[Openstack] Swift questions

Marcus White roastedseaweed.k at gmail.com
Mon Sep 1 08:19:23 UTC 2014


Hello John
Thanks a lot for all your answers:)

Some more follow up questios

You mentioned you see both deployments..

1. For the case where there are different IP addresses for different
regions, I am assuming a different keystone deployment for each site
with clients knowing the auth endpoints of each site, and getting the
swift endpoints from the auth endpoints service catalog. They know or
figure out which one is local themselves..

2. For the multi geo case with multiple IPs, wanted to query here
again on the answer you mentioned, that the keystone database is
synced across sites..For the multi site case you had mentioned you see
in deployments with multiple IP addresses, how do you guys set up
keystone so that the user information is the same across all sites?
Probably related to Question 1.

MW

On Sun, Aug 31, 2014 at 11:41 PM, John Dickinson <me at not.mn> wrote:
>
> On Aug 31, 2014, at 5:25 AM, Marcus White <roastedseaweed.k at gmail.com> wrote:
>
>> One last follow up question, hopefully!
>>
>> I agree, each proxy server can handle any requests..I wanted to see
>> what the typical deployment is for the multi geo case.
>>
>> For multi region global clusters, for example, each region would have
>> a separate IP address? Behind each regions IP address you can have
>> multiple proxy servers in each site, and a customer can connect to any
>> site?
>
> I've seen both. Really it depends on the goals of the global cluster and the existing infrastructure available. If the goal is a DR story, then often DNS is pointed at one region, and when the "R" of DR is needed, the DNS entry is updated to point to the other region. Other times, if the goal is to allow for lower-latency reads and writes, then then all regions are used for access all the time. The client either relies on some sort of geo-dns/anycast system to get to the closest endpoint, or the client chooses the preferred region from a list of available ones.
>
> Yes, I'd normally expect each region to have a separate public IP address with multiple proxies load balanced behind it.
>
>>
>> In a single site case, keystone would give you one end point, which is
>> the external load balancer Ip. For the multi site case, what happens
>> with keystone? Does it provide multiple end points?
>>
>> Another question is, does the keystone server itself have a different
>> external IP for each site?
>
> My understanding is that Keystone doesn't really work across wide geographic areas (I'd be happy to be wrong here--maybe a Keystone dev can jump in). I think the limitation is around the backing store Keystone uses to manage tokens and the service catalog.

━━━━━━━━━━━━━━━━

## Short exercise 1
Count the lines of the records that contain the string "foliage". Reply with the number alone.
The records that come next are unrelated to the Swift thread.

## Information given
━━━━━━━━━━━━━━━━

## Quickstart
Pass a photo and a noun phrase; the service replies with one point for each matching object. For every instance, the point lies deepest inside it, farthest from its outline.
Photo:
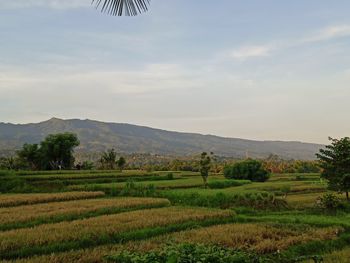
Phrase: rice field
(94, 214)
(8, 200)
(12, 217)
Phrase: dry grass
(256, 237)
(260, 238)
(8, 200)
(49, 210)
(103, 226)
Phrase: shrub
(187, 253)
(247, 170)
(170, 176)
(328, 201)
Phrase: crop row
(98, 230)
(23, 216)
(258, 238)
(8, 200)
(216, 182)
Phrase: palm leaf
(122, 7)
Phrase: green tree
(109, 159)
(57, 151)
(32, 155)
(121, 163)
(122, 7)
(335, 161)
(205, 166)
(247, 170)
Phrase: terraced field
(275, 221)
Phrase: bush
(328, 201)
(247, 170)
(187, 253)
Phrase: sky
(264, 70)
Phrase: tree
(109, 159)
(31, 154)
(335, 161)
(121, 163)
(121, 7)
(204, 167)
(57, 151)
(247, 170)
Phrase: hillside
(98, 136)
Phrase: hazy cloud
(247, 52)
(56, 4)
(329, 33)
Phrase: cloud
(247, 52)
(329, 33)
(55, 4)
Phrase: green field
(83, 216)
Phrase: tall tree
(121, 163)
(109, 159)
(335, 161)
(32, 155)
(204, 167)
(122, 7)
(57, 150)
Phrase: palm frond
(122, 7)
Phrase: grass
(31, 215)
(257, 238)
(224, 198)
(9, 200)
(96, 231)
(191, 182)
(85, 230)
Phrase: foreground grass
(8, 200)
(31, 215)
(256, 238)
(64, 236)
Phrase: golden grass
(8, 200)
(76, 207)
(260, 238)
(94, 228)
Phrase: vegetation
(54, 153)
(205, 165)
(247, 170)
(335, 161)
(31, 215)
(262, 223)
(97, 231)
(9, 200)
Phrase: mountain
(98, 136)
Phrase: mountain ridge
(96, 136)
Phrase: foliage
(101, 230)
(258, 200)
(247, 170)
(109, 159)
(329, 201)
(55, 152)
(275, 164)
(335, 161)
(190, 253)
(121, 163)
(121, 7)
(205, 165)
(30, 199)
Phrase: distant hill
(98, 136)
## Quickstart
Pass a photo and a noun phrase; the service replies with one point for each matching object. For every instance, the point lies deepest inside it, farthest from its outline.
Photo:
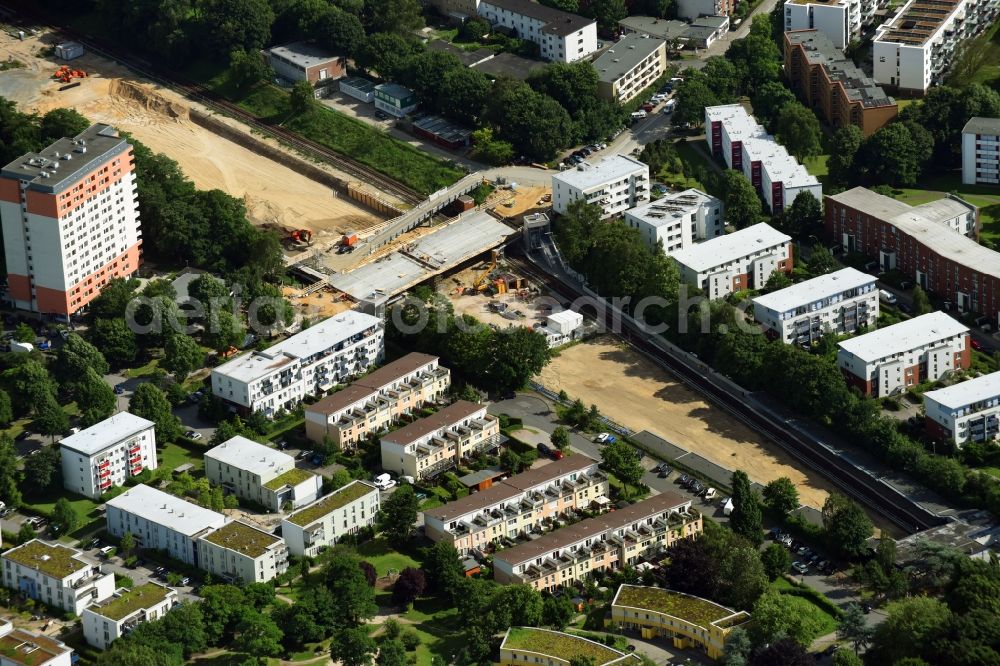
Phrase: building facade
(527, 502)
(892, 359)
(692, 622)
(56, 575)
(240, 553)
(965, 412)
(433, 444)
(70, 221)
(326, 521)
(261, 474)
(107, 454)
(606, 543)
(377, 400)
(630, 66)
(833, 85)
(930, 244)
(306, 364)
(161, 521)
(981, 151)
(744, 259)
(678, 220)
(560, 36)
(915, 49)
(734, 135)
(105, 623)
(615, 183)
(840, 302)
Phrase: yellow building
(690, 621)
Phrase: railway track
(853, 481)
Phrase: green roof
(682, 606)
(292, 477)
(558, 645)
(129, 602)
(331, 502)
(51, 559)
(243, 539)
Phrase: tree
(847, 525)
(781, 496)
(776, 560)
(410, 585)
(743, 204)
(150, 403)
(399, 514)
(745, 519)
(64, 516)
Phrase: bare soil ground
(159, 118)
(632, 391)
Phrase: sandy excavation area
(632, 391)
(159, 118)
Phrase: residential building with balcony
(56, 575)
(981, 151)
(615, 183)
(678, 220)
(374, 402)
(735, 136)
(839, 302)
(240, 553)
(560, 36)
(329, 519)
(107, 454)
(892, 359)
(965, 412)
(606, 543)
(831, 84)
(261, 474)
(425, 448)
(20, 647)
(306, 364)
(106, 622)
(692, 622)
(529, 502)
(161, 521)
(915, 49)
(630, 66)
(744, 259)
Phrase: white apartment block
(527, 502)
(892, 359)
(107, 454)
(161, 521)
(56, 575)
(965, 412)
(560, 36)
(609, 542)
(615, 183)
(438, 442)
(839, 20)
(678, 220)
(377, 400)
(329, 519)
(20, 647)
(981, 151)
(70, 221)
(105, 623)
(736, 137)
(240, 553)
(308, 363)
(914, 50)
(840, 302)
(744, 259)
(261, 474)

━━━━━━━━━━━━━━━━

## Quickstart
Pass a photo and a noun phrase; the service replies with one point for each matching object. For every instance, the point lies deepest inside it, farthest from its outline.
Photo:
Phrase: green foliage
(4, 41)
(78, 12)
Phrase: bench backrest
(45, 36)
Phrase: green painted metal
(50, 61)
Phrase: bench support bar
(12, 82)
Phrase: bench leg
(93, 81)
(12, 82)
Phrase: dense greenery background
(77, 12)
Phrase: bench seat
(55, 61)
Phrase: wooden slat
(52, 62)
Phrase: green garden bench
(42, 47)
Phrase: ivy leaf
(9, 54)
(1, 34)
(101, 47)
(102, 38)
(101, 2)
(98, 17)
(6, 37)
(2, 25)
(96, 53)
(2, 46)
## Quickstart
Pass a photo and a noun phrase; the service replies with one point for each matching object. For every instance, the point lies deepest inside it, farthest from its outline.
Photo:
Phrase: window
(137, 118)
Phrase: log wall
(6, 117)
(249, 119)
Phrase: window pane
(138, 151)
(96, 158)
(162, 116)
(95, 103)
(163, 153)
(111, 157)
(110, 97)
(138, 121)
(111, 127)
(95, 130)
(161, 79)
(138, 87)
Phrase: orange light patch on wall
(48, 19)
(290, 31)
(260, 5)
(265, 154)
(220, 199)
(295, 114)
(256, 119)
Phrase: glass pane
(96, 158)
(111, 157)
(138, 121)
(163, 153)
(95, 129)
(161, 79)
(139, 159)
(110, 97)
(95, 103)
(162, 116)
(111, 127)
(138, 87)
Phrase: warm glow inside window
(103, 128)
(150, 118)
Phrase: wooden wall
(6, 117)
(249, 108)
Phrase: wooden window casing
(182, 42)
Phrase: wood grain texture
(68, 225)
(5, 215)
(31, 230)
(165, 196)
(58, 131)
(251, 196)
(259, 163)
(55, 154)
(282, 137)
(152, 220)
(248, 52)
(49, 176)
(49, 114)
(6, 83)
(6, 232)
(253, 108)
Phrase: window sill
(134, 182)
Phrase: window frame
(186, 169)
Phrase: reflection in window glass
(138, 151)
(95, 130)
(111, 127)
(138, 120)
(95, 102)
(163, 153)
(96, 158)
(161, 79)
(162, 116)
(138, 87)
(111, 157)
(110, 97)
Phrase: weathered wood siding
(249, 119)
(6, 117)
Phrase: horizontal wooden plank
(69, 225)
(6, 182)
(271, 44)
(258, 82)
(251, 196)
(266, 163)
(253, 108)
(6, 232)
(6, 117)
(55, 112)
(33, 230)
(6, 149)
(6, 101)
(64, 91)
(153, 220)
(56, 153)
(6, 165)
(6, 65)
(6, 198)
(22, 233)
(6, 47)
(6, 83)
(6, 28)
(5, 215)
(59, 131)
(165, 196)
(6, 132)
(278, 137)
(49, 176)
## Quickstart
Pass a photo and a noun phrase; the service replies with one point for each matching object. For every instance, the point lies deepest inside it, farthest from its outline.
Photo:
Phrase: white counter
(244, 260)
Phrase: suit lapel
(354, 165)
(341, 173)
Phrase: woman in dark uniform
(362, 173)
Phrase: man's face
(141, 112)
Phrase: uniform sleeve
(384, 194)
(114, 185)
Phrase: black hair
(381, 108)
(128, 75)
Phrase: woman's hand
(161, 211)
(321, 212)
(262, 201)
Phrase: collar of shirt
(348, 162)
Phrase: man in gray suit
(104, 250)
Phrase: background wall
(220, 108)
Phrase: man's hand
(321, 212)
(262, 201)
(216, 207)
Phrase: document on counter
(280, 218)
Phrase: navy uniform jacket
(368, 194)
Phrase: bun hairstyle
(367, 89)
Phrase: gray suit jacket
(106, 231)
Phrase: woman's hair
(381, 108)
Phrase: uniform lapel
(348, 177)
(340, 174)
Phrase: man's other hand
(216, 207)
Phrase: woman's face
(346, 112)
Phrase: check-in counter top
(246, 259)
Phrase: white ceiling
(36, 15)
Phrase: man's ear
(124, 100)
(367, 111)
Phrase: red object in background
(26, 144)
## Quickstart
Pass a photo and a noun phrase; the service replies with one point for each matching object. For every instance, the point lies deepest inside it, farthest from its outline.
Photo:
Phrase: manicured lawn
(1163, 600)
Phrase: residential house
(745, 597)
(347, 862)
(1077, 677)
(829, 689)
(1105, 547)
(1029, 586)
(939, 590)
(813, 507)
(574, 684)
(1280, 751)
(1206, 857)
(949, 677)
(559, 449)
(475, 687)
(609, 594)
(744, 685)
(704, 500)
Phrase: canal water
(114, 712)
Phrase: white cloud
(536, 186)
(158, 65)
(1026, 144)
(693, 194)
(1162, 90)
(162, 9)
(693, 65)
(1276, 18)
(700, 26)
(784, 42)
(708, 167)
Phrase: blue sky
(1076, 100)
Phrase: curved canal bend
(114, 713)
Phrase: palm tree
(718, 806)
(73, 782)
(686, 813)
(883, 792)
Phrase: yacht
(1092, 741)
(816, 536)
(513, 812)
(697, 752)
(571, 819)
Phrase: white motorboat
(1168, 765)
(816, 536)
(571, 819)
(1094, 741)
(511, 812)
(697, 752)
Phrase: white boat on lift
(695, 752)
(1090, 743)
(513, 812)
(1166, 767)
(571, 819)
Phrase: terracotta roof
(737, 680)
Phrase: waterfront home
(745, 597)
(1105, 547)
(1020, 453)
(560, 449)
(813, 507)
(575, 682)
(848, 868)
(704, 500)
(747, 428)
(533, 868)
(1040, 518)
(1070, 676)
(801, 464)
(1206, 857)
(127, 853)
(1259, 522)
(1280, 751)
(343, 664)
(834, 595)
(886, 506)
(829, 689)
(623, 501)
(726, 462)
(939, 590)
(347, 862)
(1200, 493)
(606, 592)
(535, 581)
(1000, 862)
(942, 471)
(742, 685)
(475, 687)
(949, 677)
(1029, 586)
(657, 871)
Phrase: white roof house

━━━━━━━━━━━━━━━━

## Short exercise 2
Pick up the Swift mailing list thread after its last sentence and keep writing it.

## Exercise output 1
2

## Exercise output 2
>
> There are a few things to consider when using a central auth system with a globally distributed Swift cluster. First, note that if the auth token (identity info) isn't cached in the local region, Swift will need to ask the Keystone service for the information. Swift will cache it if possible, but know that the auth lookup will add latency (noticeable latency if the auth system is across an ocean). Second, make sure memcache and Swift's cache middleware are configured properly. For example, you don't want a global memcache pool to result in 50% of the internal "fetch from cache" requests to go across the WAN. You'd instead want a separate memcache pool for each region.
>
> As a side note, a centralized auth system actually makes the caching strategies easier, since there's less complexity to deal with when trying to get and cache and validate auth credentials and tokens.
>
>
>>
>> Just confused a bit on the deployment basics.
>
> Good luck! and feel free to ask more as needed.
>
>>
>> MW.
>>
>>
>> On Fri, Aug 29, 2014 at 7:51 PM, John Dickinson <me at not.mn> wrote:
>>>
>>> On Aug 29, 2014, at 2:43 AM, Marcus White <roastedseaweed.k at gmail.com> wrote:
>>>
>>>> Thanks John:)
>>>>
>>>> Some more additional basic questions..
>>>>
>>>> 1. For the multi site case, does Swift present a single end point, or
>>>> is it two separate regions with two separate IP addresses, and the
>>>> client can talk to either to get the data? I think it is the latter?
>>>
>>> Every proxy server in the cluster will be able to handle requests. There isn't a single "control node" that brokers everything. Often times, all of the proxy servers are put behind a load balancer or geo-dns or something to present a single domain for the cluster.
>>>
>>>
>>>>
>>>> 2. Are keystone databases synced across sites? I didnt know of an
>>>> option in keystone to do that, hence asking..If we need to
>>>> authenticate against keystone on different sites to access the same
>>>> object, it has to be that way?
>>>
>>> That is also my understanding, but I'm not an expert on Keystone options or deployment patterns.
>>>
>>>>
>>>> TIA,
>>>>
>>>> MW
>>>>
>>>>
>>>> On Wed, Aug 27, 2014 at 11:37 PM, John Dickinson <me at not.mn> wrote:
>>>>> Yup, this is a totally possible failure scenario, and Swift will merge the data (using last-write-wins for overwrites) automatically when the partition is restored. But you'll still have full durability on writes, even with a partitioned global cluster.
>>>>>
>>>>> --John
>>>>>
>>>>>
>>>>>
>>>>> On Aug 27, 2014, at 10:49 AM, Marcus White <roastedseaweed.k at gmail.com> wrote:
>>>>>
>>>>>> Yup, thanks for the great explanation:)
>>>>>>
>>>>>> Another question, though related: If there are three regions, and two
>>>>>> get "split", there is now a partition. Both the split ones can talk to
>>>>>> the third, but not to each other.
>>>>>>
>>>>>> A PUT comes into one region, and it gets written to the local site.
>>>>>> Container information presumably gets updated here, including byte
>>>>>> count.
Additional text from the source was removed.